Rewrite the items from the line containing "In the picture above, where can the brown" through the end of the items, keeping the requests unchanged and offsetting every coordinate in the answers by adding 83 to each number.

Records to use =
· · · ·

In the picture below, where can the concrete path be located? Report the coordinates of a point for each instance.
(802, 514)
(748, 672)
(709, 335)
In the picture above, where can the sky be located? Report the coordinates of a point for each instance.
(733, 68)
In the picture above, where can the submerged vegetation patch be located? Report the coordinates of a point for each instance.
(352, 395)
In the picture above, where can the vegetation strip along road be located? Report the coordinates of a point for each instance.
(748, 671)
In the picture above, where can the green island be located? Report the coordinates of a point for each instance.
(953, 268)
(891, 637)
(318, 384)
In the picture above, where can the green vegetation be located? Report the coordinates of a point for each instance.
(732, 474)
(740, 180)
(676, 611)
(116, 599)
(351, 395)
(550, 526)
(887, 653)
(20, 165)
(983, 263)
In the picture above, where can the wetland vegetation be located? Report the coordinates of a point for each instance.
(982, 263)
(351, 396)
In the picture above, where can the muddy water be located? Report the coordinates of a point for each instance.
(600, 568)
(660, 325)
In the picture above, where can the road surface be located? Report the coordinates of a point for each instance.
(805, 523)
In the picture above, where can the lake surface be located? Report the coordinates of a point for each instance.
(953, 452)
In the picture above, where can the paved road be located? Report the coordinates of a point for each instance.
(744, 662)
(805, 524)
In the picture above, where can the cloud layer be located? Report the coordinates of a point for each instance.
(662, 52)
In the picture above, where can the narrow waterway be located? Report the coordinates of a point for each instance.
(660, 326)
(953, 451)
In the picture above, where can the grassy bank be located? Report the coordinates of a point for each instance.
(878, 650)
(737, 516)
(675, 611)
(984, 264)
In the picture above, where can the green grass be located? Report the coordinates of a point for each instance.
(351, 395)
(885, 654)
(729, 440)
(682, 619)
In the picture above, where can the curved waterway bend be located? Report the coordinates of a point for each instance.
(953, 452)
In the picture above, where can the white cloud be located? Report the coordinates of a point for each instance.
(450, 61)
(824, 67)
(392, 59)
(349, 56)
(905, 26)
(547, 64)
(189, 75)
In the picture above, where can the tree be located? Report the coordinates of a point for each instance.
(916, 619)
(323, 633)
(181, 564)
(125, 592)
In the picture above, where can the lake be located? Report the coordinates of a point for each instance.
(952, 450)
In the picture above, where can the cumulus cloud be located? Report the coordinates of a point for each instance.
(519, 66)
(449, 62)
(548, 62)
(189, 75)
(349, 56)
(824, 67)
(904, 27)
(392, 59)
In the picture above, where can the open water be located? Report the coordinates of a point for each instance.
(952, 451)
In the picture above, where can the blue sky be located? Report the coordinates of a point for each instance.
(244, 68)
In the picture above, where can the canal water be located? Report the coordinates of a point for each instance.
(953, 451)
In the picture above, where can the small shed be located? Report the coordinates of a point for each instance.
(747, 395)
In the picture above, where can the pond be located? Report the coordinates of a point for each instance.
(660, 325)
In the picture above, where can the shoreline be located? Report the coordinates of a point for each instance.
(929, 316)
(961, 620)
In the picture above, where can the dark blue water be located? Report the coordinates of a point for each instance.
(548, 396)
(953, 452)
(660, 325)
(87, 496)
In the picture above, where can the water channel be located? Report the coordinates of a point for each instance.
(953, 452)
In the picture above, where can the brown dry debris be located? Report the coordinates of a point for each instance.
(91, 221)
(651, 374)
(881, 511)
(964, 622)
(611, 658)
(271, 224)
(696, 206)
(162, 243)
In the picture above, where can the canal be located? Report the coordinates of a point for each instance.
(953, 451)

· · · ·

Complete response =
In the picture above, where can the brown dry debris be located? Report the coordinates of a point for each instance.
(174, 304)
(734, 457)
(964, 594)
(1047, 705)
(694, 741)
(354, 307)
(779, 289)
(245, 326)
In the picture above, where can the canal be located? Report the coordinates of a point for each instance.
(1036, 534)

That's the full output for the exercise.